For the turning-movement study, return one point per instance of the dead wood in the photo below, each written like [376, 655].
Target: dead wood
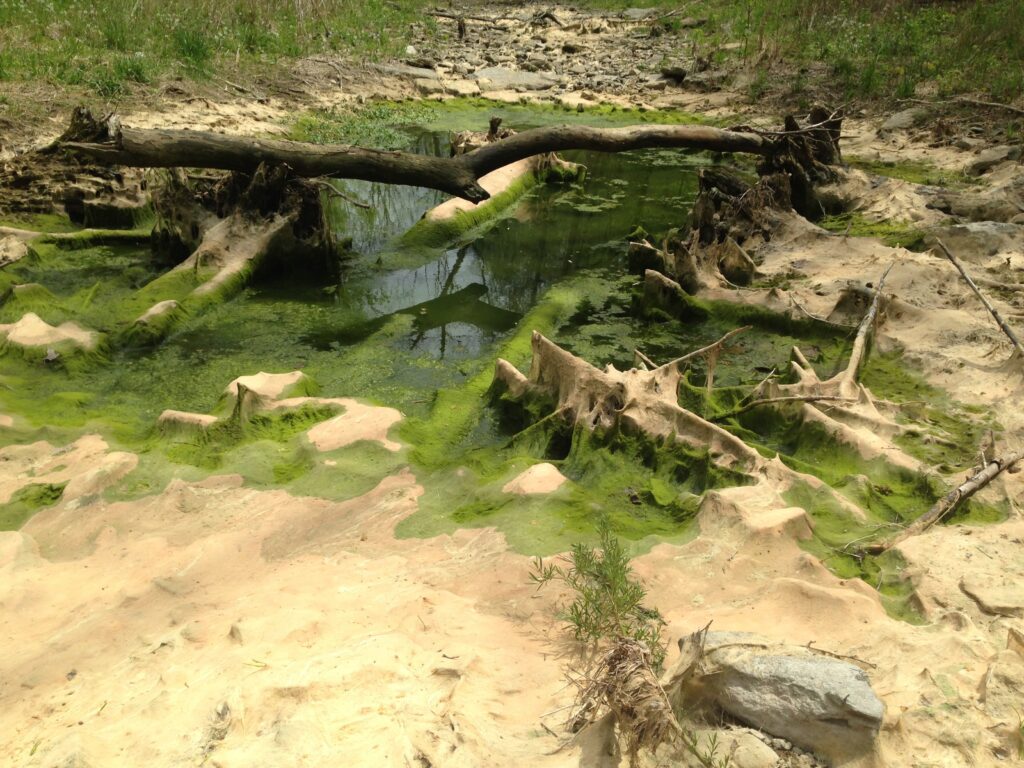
[458, 175]
[949, 502]
[636, 400]
[984, 300]
[860, 342]
[623, 682]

WHAT YOU NEED TO DO: Quote all of the entries word for word, omitting any pictures.

RESPONSE TO THE EXERCISE:
For the turning-movement study, return one point per instance of the dead wood in the photo below, each written like [376, 655].
Target: dead wood
[458, 175]
[949, 502]
[636, 400]
[984, 300]
[860, 342]
[623, 682]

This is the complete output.